■ WHAT IS BEING ASKED:
In the data listing below, retype everything from the line containing "878, row 43." down to the line containing "column 718, row 518", including both of those lines.

■ Data listing:

━━━━

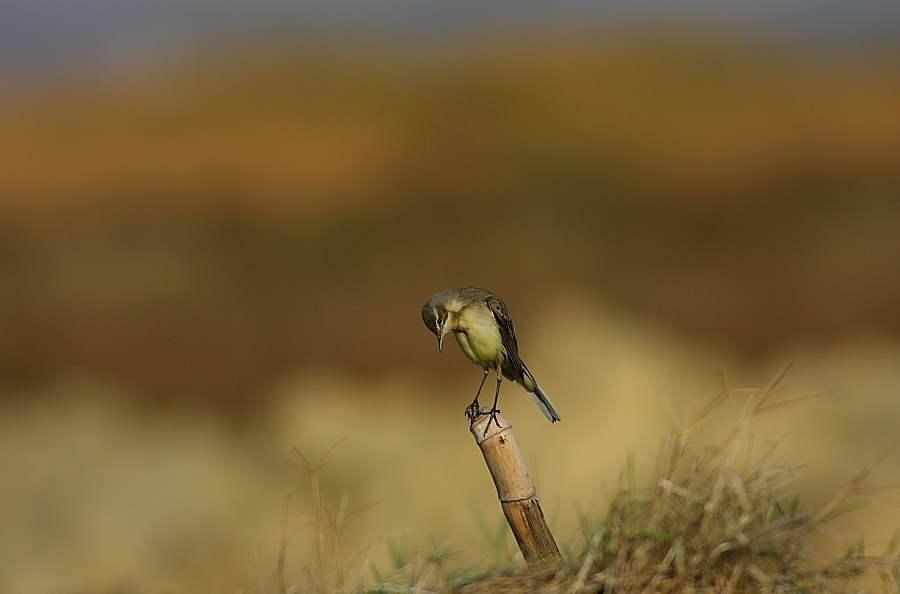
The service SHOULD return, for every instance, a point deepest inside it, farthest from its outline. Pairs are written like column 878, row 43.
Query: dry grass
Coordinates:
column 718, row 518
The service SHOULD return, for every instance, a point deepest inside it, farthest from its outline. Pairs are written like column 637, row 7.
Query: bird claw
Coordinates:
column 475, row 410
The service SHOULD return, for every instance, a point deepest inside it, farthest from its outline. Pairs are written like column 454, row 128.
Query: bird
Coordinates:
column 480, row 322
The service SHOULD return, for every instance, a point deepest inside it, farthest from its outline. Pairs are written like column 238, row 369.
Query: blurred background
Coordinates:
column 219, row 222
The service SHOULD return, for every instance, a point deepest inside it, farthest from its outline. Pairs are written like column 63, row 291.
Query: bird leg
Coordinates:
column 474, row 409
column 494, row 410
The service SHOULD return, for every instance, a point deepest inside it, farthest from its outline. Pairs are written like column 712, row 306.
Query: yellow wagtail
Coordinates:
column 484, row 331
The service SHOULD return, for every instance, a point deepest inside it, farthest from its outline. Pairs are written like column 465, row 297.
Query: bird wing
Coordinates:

━━━━

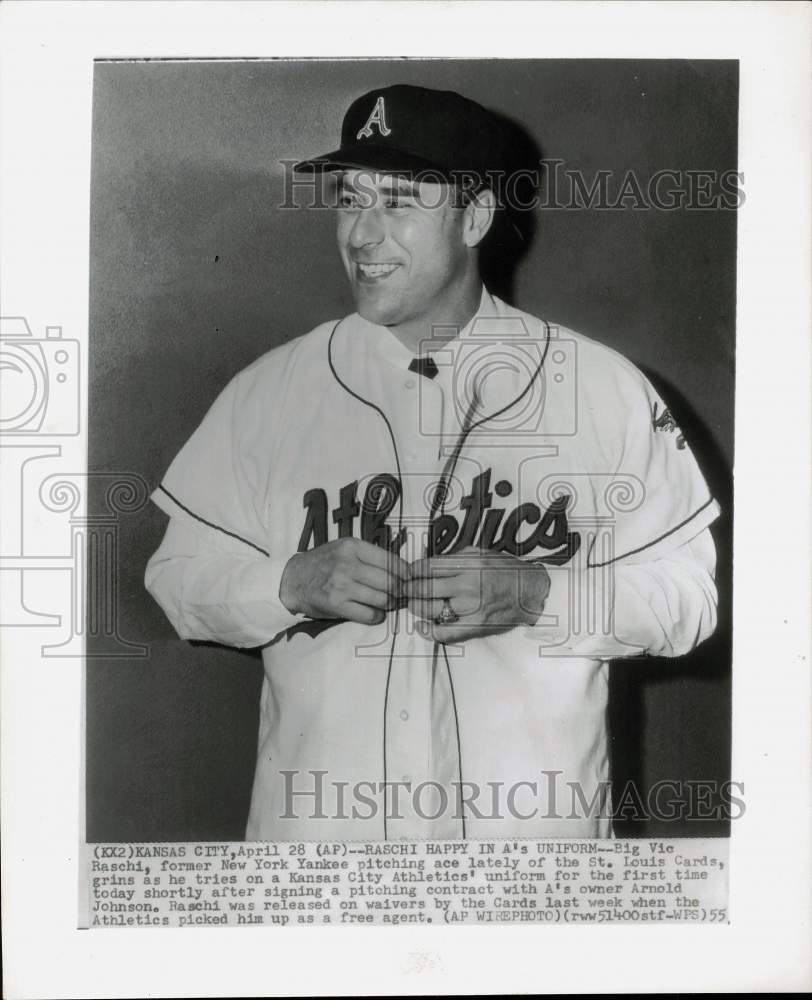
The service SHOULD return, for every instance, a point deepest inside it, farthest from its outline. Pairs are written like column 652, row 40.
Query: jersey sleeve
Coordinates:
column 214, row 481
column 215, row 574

━━━━

■ THE ANSWER:
The service SHOULD return, for every instance, a point deepest inside it, farthest from its outline. Pairs are written like column 878, row 43.
Query: dry grass
Coordinates:
column 718, row 518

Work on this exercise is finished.